DATASET EXTRACT:
########################################
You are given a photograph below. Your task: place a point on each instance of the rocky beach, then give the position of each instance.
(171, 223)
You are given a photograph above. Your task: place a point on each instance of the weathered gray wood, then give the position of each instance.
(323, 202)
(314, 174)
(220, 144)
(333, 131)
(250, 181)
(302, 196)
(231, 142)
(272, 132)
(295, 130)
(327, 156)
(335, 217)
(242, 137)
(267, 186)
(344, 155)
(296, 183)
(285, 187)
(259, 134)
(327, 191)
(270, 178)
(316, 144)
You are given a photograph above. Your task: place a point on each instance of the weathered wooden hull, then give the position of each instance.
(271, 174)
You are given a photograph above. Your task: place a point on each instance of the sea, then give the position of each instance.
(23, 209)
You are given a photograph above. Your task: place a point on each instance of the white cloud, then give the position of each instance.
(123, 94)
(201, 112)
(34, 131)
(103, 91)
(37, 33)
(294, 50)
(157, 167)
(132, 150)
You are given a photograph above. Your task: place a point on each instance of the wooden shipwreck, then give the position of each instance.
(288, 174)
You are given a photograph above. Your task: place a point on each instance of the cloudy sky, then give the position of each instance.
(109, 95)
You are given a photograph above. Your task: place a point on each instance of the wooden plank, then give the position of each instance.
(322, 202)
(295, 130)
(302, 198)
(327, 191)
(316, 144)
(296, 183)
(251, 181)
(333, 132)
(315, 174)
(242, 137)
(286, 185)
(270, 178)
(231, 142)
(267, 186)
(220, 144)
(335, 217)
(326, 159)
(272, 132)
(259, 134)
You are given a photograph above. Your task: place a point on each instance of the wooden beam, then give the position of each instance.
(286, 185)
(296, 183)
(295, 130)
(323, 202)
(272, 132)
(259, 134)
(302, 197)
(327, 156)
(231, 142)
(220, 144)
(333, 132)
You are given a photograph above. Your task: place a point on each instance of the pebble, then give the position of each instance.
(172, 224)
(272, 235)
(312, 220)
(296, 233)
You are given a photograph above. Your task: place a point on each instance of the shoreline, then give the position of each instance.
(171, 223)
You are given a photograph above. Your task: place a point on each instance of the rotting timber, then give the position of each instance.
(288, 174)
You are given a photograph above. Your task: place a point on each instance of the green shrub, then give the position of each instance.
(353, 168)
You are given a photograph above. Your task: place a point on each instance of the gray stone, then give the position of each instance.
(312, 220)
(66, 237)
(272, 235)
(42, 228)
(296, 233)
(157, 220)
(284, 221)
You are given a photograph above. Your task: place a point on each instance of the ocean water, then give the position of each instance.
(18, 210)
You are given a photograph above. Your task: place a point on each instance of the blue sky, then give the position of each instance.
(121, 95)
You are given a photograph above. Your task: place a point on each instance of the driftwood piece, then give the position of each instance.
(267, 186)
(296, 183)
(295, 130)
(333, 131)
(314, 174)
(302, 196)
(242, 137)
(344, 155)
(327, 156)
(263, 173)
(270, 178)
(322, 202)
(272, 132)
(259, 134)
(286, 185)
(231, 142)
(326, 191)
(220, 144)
########################################
TRY IT: The entries above must be copied verbatim. Leave none out.

SOLUTION TO THE EXERCISE:
You are given a photograph below. Your task: place a point on each instance of the rocky beach, then give the position of each instance.
(171, 223)
You are given a photograph above. Your task: place a point on each instance of the weathered gray wood, then give the position of each instance.
(323, 202)
(314, 174)
(220, 144)
(333, 131)
(250, 181)
(302, 196)
(231, 142)
(272, 132)
(295, 130)
(327, 156)
(335, 217)
(242, 137)
(267, 186)
(344, 155)
(296, 183)
(285, 187)
(259, 134)
(327, 191)
(270, 178)
(316, 144)
You are given a photograph above. Your task: place a point on each instance of the weathered wooden hull, then give the position of each instance.
(271, 174)
You are given a photograph above. Your task: place a point on each instance of the sea, then give the position of each instance.
(23, 209)
You are given a photograph above. Your task: place a point on each instance of the white cloud, then give the position of each instance.
(123, 94)
(201, 112)
(34, 131)
(103, 91)
(37, 33)
(294, 50)
(157, 167)
(132, 150)
You are given a photograph above. Your task: place a point on each instance of the wooden shipwreck, then give the position of each instance.
(288, 174)
You are given a photograph above. Your task: place a point on each instance of the cloudy sky, then give the position of each instance.
(109, 95)
You are given a photograph above. Your task: place a point on each instance of the wooden plank, then give the position of each instance.
(322, 202)
(295, 130)
(302, 198)
(327, 191)
(316, 144)
(296, 183)
(251, 181)
(333, 132)
(315, 174)
(242, 137)
(286, 185)
(270, 178)
(231, 142)
(267, 186)
(220, 144)
(335, 217)
(326, 159)
(272, 132)
(259, 134)
You are given a photograph above. Your task: place a point on each instance of the wooden beam, then give the position of each instance.
(286, 185)
(296, 183)
(295, 130)
(323, 202)
(272, 132)
(259, 134)
(302, 197)
(327, 156)
(231, 142)
(220, 144)
(333, 132)
You are given a photograph above. Your task: place a point on each instance of the pebble, then give the position of each instance.
(172, 224)
(272, 235)
(312, 220)
(296, 233)
You are given a photograph above. Your task: place a point on each instance of the shoreline, then give the position of each instance.
(171, 223)
You are given a photograph above. Your task: place a point on each instance of the rotting timber, then give the position of each instance.
(288, 174)
You are given a photograph above. Your task: place a point on each instance of the green shrub, then give the position of each instance.
(353, 168)
You are given a photograph above. Your task: place a point on each instance of the gray stone, then give the position of each instance.
(312, 220)
(66, 237)
(272, 235)
(42, 228)
(296, 233)
(157, 220)
(284, 221)
You are given a photograph above. Your task: place a point on each instance of the ocean water, then give the position of each instance.
(18, 210)
You are given a photograph above. Your task: place a point on each instance of the blue sky, then give the position of each instance.
(121, 95)
You are given a photograph above. Your task: place a point on each instance of the driftwood piece, then give the position of each instance.
(267, 186)
(296, 183)
(295, 130)
(333, 131)
(314, 174)
(302, 196)
(242, 137)
(344, 155)
(327, 156)
(263, 173)
(270, 178)
(322, 202)
(272, 132)
(259, 134)
(286, 185)
(231, 142)
(326, 191)
(220, 144)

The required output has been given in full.